What to do>
1. In the text on cryptocurrency derivatives, what can Revolut customers not do with cryptocurrency bought through the platform?
2. Repeat the passage of the cryptocurrency derivatives text from "Generally, derivatives nowadays" to "the existing demand.".
3. According to the text on cryptocurrency derivatives, why does regulation fail to protect Revolut's clients?

Document text>
Speaking of the nature of cryptocurrency derivatives, the main types presented on the market today are contract for difference, or CFD; exchange for difference, or EFD; and Bitcoin futures. In the first two cases, it is a function of the value of the crypto asset but defined in financial instruments for which the regulatory framework already exists everywhere. It often contributes specifically to their development because when using derivatives by participants in the financial market, the logic of the existing KYC/AML procedures are not violated and the emission of crypto assets is not realized.
Therefore, the logic of regulatory processes remains in spite of the very close financial targets of derivatives use by market participants.
At the same time, unscrupulous market participants often take advantage of their clients’ low awareness, issuing derivative instruments for the underlying asset on which they are built. For example, this is what Revolut does: The British neobank’s customers cannot use cryptocurrency purchased through the platform outside of it. What people buy is not a cryptocurrency but rather a CFD on the cryptocurrency without the right to own these assets. It turns out that regulation does not protect clients since Revolut does not inform customers about the true nature of the offered services.
Is mainstream crypto derivatives adoption possible?
Generally, derivatives nowadays are a rather speculative instrument, with the only goal of producing a capital gain or loss requiring very little capital.
Classic examples of shifting old approaches into the new system will not happen, and despite the increasingly popular and record-breaking auction of derivatives, this is not what contributes to the adoption of cryptocurrency for its widespread use. All that we witness today is an intermediate stage, with these current companies and projects simply adapting themselves to the existing demand.
The technology will become mainstream with the emergence of products that possess specific qualities: being globally accepted, easy-to-use and with open source acting as a platform for any operations — from exchanging money to buying tickets and protecting information and privacy.

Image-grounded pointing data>

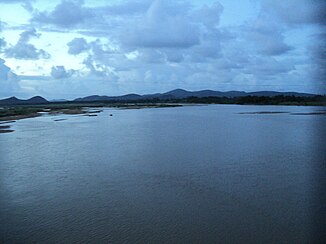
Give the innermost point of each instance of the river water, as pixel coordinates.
(193, 174)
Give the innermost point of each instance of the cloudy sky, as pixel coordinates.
(72, 48)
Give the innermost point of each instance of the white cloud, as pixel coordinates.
(9, 81)
(59, 72)
(24, 50)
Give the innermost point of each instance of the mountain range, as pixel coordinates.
(180, 93)
(174, 94)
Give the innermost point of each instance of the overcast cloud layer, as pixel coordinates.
(72, 48)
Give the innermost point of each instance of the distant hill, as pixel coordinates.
(15, 101)
(174, 94)
(180, 93)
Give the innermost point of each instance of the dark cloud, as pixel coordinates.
(60, 72)
(297, 11)
(267, 38)
(24, 50)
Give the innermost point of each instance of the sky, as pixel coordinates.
(63, 49)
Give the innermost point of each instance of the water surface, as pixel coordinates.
(194, 174)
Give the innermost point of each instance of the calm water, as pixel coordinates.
(200, 174)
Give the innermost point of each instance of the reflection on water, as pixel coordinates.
(200, 174)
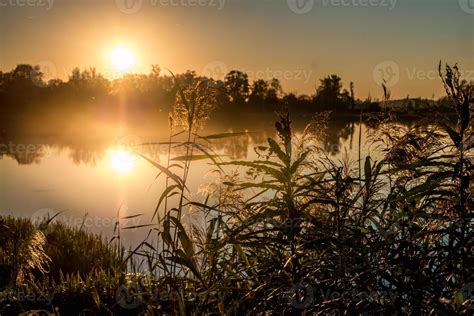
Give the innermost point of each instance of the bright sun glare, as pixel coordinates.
(121, 161)
(122, 59)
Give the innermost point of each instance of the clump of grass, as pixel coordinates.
(296, 233)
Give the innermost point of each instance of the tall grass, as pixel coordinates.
(294, 232)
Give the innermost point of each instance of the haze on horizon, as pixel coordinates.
(296, 41)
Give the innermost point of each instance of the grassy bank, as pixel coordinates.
(292, 232)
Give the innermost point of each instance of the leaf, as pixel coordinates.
(223, 135)
(193, 157)
(137, 226)
(277, 150)
(165, 170)
(163, 196)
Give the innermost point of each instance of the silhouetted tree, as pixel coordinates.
(330, 96)
(237, 86)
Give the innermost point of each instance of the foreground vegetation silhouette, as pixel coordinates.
(289, 233)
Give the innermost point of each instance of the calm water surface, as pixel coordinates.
(93, 181)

Per-task outputs>
1. They cannot use it outside the platform.

2.
Generally, derivatives nowadays are a rather speculative instrument, with the only goal of producing a capital gain or loss requiring very little capital.
Classic examples of shifting old approaches into the new system will not happen, and despite the increasingly popular and record-breaking auction of derivatives, this is not what contributes to the adoption of cryptocurrency for its widespread use. All that we witness today is an intermediate stage, with these current companies and projects simply adapting themselves to the existing demand.

3. Revolut does not tell customers the true nature of the services it offers. What they buy is not the cryptocurrency itself but a CFD on it, with no right to own the asset.